- _Document excerpt_:
* * *

Aside from having six scoring threats, the yellow-and-blue hold the league's top field-goal (62%) and three-point (40%) percentages.

Although Maccabi is focused on avoiding a postseason similar to last year, it won't be easy with a deep talent pool throughout the league. Gershon and Co. struggled at the end of the season against Maccabi Haifa in a close loss on April 12.

Tel Aviv's most alarming loss came on December 14 against sixth-seeded Bnei Hasharon, which held Maccabi to 78 points.

Its first round opponent is Ironi Ashkelon, who it has beaten twice already and should cruise by once again, but the road after that is not guaranteed to be easy by any means.

Hapoel Jerusalem

Throughout most of the season, Hapoel has found ways to beat teams week in, week out.

It wasn't until Ironi Ramat Gan pulled off a stunning 16-point victory over Jerusalem that things went wrong.

Over the last two months, Hapoel (17-5) lost three of its last eight games. All three of its losses were by double-digits, with the latest coming April 6 in a 15-point loss to Ironi Nahariya.

Jerusalem will now get the chance to make up for its loss earlier this month in a first-round series against the team from the North.

Hapoel is strong in the backcourt with great shooting to compliment guard Timmy Bowers, who leads the team in scoring (16 ppg), along with point guards Yuval Naimi and Moran Rot splitting time.

Its biggest problems are up front, where it severely lacks size. Despite bringing in Torin Francis late in the season, Hapoel often finds itself short-handed down low.

* * *

- _Recorded data_:
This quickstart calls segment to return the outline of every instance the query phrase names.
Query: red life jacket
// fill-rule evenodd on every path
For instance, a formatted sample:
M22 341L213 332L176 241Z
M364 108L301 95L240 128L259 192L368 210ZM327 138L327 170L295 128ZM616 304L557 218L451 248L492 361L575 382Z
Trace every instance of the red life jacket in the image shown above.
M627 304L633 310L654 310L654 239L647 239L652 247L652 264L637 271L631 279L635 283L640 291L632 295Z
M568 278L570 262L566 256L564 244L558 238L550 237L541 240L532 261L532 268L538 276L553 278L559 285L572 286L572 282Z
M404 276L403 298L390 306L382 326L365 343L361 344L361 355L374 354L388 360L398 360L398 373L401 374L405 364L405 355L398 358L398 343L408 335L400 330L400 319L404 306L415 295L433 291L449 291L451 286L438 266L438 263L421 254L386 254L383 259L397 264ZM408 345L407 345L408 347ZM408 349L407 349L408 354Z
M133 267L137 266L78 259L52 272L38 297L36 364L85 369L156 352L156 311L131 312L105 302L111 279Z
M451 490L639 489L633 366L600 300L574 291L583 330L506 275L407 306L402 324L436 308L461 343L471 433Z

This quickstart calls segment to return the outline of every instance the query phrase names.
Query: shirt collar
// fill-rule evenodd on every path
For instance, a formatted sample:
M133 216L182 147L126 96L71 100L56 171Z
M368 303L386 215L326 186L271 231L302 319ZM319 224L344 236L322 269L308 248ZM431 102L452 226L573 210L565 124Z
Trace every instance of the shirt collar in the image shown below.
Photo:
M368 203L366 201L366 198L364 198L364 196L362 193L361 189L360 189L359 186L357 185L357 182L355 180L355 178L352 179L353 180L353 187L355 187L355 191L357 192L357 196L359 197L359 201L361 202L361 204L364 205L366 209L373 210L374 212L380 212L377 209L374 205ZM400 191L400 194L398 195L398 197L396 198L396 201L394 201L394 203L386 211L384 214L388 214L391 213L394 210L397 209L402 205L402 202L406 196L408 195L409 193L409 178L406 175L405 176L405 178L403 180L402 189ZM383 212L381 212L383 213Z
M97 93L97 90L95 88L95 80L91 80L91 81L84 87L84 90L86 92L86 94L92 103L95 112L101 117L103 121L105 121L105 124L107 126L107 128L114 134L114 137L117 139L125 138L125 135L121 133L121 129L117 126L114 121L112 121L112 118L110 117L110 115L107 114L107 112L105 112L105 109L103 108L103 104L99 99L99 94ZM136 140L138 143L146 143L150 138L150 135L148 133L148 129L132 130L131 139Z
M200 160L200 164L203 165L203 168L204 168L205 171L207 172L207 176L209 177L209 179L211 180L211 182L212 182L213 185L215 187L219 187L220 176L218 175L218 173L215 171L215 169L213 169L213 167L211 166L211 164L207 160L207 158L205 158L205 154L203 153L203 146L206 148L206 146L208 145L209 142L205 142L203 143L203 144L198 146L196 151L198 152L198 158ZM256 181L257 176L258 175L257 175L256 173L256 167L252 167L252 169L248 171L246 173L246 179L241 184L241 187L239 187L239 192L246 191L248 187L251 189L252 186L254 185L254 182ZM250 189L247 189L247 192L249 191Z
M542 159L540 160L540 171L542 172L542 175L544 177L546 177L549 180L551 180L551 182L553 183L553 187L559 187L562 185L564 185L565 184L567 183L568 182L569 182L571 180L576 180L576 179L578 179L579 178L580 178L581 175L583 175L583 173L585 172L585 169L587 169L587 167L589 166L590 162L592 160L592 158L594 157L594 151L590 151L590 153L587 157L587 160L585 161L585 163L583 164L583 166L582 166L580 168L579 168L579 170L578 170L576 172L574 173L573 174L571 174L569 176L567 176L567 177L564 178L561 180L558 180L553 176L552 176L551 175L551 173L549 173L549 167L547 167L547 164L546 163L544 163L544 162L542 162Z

* * *

- _Task requirements_:
1. Answer these from the basketball preview:
(a) What three-point percentage does Maccabi hold?
(b) Which team is Maccabi's first-round opponent?
(c) Who leads Hapoel Jerusalem in scoring, and with how many points per game?
2. Please carry the basketball preview forward from its last sentence.

- _Exercise results_:
1.
(a) 40%
(b) Ironi Ashkelon
(c) Timmy Bowers, with 16 ppg

2.
Those issues have not yet affected coach Guy Goodes' team, which is still second in the league in rebounding (26.3). Given the past difficulties Hapoel has had with Nahariya, post presence will certainly be a concern in the first round.

The one comfort Jerusalem will have in the opening round is home-court advantage. Hapoel is undefeated at home, which should provide the team with plenty of confidence in the opening series against a team it has failed to beat with any consistency.

Maccabi Haifa Heat

The Heat has lived up to its preseason billing and, thanks to a change in
personnel and the acquisition of quality American talent, Haifa now finds itself as the third seed in the BSL tournament.

Forward Davon Jefferson just recently broke out, developing into the scorer that Maccabi expected when they signed him, raising his average to 16.1 points per game.

He has stepped up much more lately than in the past with more aggressiveness that has led to more shots and rebounds. In the win over Maccabi Tel Aviv, Jefferson put up 28 points and 11 rebounds just three weeks after totaling his season-high in points and rebounds against Ironi Kiryat Ata.

However, the team's hopes of advancing lie on the shoulders of Doron Perkins.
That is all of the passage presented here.